Saved data entries:
-*-

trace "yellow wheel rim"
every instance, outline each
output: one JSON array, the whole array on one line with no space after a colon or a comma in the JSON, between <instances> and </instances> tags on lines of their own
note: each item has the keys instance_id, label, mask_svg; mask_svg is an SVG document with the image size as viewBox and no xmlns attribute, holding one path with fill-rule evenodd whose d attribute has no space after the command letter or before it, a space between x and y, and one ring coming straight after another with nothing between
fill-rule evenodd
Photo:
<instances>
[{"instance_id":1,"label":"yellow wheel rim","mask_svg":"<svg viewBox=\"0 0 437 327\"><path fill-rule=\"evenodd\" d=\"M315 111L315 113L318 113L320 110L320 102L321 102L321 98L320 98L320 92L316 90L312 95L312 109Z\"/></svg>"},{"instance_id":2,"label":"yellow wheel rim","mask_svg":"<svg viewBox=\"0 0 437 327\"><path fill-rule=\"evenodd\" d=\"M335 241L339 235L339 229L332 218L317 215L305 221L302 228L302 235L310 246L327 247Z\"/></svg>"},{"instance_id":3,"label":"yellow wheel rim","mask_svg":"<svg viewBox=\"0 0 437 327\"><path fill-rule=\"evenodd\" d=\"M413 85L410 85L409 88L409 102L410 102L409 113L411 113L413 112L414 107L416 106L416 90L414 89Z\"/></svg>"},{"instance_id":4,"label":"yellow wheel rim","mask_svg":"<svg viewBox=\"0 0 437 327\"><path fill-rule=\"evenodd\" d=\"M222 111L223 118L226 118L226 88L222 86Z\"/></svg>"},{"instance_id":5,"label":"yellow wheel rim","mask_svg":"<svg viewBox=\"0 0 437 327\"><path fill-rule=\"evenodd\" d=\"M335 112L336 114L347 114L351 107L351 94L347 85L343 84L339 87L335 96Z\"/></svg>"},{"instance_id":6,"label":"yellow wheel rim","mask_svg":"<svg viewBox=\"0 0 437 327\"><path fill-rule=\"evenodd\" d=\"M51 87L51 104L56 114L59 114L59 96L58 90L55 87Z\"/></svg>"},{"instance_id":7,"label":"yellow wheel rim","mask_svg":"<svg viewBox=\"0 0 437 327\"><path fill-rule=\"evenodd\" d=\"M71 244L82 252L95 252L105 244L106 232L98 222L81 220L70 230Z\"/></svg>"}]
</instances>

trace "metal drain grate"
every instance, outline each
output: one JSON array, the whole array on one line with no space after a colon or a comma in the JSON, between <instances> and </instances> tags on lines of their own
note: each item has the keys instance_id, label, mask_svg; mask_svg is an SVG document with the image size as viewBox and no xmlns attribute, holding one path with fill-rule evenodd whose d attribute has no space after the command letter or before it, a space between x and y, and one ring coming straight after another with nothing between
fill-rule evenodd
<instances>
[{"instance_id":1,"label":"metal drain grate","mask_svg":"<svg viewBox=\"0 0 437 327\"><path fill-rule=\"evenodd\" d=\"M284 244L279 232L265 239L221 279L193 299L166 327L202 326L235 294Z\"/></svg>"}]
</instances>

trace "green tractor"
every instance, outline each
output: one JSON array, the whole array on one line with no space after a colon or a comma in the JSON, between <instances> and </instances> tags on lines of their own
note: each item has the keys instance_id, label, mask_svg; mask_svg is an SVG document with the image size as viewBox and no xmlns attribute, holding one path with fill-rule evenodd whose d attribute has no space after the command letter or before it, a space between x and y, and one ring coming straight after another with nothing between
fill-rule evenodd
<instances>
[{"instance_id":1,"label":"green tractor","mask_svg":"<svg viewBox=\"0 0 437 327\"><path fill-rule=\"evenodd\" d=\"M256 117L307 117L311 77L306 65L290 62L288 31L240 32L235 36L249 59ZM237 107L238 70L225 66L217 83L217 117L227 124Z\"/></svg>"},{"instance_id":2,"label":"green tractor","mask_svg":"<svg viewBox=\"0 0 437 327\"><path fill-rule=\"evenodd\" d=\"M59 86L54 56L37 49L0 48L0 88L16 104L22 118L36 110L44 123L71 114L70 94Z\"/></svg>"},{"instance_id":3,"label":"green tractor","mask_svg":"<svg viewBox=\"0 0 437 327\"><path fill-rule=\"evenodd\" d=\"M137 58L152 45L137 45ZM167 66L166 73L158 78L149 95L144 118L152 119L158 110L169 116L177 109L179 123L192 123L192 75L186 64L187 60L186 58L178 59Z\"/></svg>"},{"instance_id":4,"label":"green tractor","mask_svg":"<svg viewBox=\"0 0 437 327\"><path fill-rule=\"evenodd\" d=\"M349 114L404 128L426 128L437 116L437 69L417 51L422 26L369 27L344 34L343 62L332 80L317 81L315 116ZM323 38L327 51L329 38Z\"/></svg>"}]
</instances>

-*-

Set down every line of the listing above again, exactly as given.

# Answer to the task
trace "yellow wheel rim"
every instance, outline each
output: one JSON array, the whole array on one line with no space after a colon or a comma in the JSON, between <instances> and </instances> tags on lines of their own
note: each item has the keys instance_id, label, mask_svg; mask_svg is an SVG document with the image size as viewBox and no xmlns attribute, holding one path with fill-rule evenodd whose d attribute has no space after the command letter or before it, a space between x and y, and one ring coming straight after another with nothing between
fill-rule evenodd
Photo:
<instances>
[{"instance_id":1,"label":"yellow wheel rim","mask_svg":"<svg viewBox=\"0 0 437 327\"><path fill-rule=\"evenodd\" d=\"M315 111L315 113L318 113L320 110L320 102L321 102L321 98L320 98L320 92L316 90L312 95L312 109Z\"/></svg>"},{"instance_id":2,"label":"yellow wheel rim","mask_svg":"<svg viewBox=\"0 0 437 327\"><path fill-rule=\"evenodd\" d=\"M335 241L339 235L339 229L332 218L317 215L305 221L302 228L302 235L310 246L327 247Z\"/></svg>"},{"instance_id":3,"label":"yellow wheel rim","mask_svg":"<svg viewBox=\"0 0 437 327\"><path fill-rule=\"evenodd\" d=\"M413 85L410 85L409 88L409 102L410 102L409 113L411 113L413 112L414 107L416 106L416 90L414 89Z\"/></svg>"},{"instance_id":4,"label":"yellow wheel rim","mask_svg":"<svg viewBox=\"0 0 437 327\"><path fill-rule=\"evenodd\" d=\"M222 111L223 118L226 118L226 88L222 86Z\"/></svg>"},{"instance_id":5,"label":"yellow wheel rim","mask_svg":"<svg viewBox=\"0 0 437 327\"><path fill-rule=\"evenodd\" d=\"M335 112L336 114L347 114L351 107L351 94L347 85L343 84L339 87L335 96Z\"/></svg>"},{"instance_id":6,"label":"yellow wheel rim","mask_svg":"<svg viewBox=\"0 0 437 327\"><path fill-rule=\"evenodd\" d=\"M51 87L51 104L56 114L59 114L59 96L58 90L55 87Z\"/></svg>"},{"instance_id":7,"label":"yellow wheel rim","mask_svg":"<svg viewBox=\"0 0 437 327\"><path fill-rule=\"evenodd\" d=\"M71 244L82 252L95 252L105 244L106 232L98 222L81 220L70 230Z\"/></svg>"}]
</instances>

trace "metal drain grate"
every instance, outline each
output: one JSON array, the whole array on one line with no space after a colon or a comma in the JSON, between <instances> and </instances> tags on lines of their own
note: each item has the keys instance_id, label, mask_svg; mask_svg is an SVG document with the image size as viewBox and no xmlns attribute, holding one path with fill-rule evenodd whose d attribute has no space after the command letter or before it, a space between x and y, and one ring coming straight after another with nothing between
fill-rule evenodd
<instances>
[{"instance_id":1,"label":"metal drain grate","mask_svg":"<svg viewBox=\"0 0 437 327\"><path fill-rule=\"evenodd\" d=\"M284 244L279 232L265 239L221 279L193 299L166 327L202 326L235 294Z\"/></svg>"}]
</instances>

trace "green tractor"
every instance, outline each
output: one JSON array, the whole array on one line with no space after a colon or a comma in the JSON, between <instances> and </instances> tags on lines of their own
note: each item has the keys instance_id, label, mask_svg; mask_svg is an SVG document with the image size as viewBox and no xmlns attribute, holding one path with fill-rule evenodd whose d attribute has no space after the command letter or before it, a space between x and y, and one ring coming straight after another with nothing between
fill-rule evenodd
<instances>
[{"instance_id":1,"label":"green tractor","mask_svg":"<svg viewBox=\"0 0 437 327\"><path fill-rule=\"evenodd\" d=\"M256 117L307 117L311 77L306 65L290 62L288 31L240 32L235 36L249 59ZM237 107L238 70L225 66L217 83L217 117L227 124Z\"/></svg>"},{"instance_id":2,"label":"green tractor","mask_svg":"<svg viewBox=\"0 0 437 327\"><path fill-rule=\"evenodd\" d=\"M59 86L54 56L37 49L0 48L0 88L16 104L22 118L36 110L44 123L71 114L70 94Z\"/></svg>"},{"instance_id":3,"label":"green tractor","mask_svg":"<svg viewBox=\"0 0 437 327\"><path fill-rule=\"evenodd\" d=\"M137 58L152 45L137 45ZM167 66L166 73L158 78L149 95L144 118L152 119L158 110L169 116L177 109L179 123L192 123L192 75L186 64L187 60L186 58L178 59Z\"/></svg>"},{"instance_id":4,"label":"green tractor","mask_svg":"<svg viewBox=\"0 0 437 327\"><path fill-rule=\"evenodd\" d=\"M349 114L404 128L426 128L437 116L437 69L417 51L422 26L369 27L344 34L343 62L332 80L317 81L315 116ZM323 38L327 51L329 38Z\"/></svg>"}]
</instances>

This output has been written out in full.